# Start of SUPPLIED MATERIAL

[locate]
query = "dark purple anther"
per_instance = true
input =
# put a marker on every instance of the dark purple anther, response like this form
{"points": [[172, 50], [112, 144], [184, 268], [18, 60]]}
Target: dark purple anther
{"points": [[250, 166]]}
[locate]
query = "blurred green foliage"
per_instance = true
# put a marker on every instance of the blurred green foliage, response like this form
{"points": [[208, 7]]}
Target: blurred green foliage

# End of SUPPLIED MATERIAL

**GIVEN REQUEST**
Can you give this entire listing again, requests included, but shift every point coordinate in the answers up by 72 and leave the sample points inside the requests unchanged?

**OUTPUT**
[locate]
query = "dark purple anther"
per_instance = true
input =
# put a marker on every instance of the dark purple anther, response like this form
{"points": [[172, 50], [112, 144], [184, 268], [18, 60]]}
Target: dark purple anther
{"points": [[322, 238]]}
[locate]
query = "blurred green foliage"
per_instance = true
# put a marker on every instance of the blurred green foliage, response like this form
{"points": [[208, 7]]}
Target: blurred green foliage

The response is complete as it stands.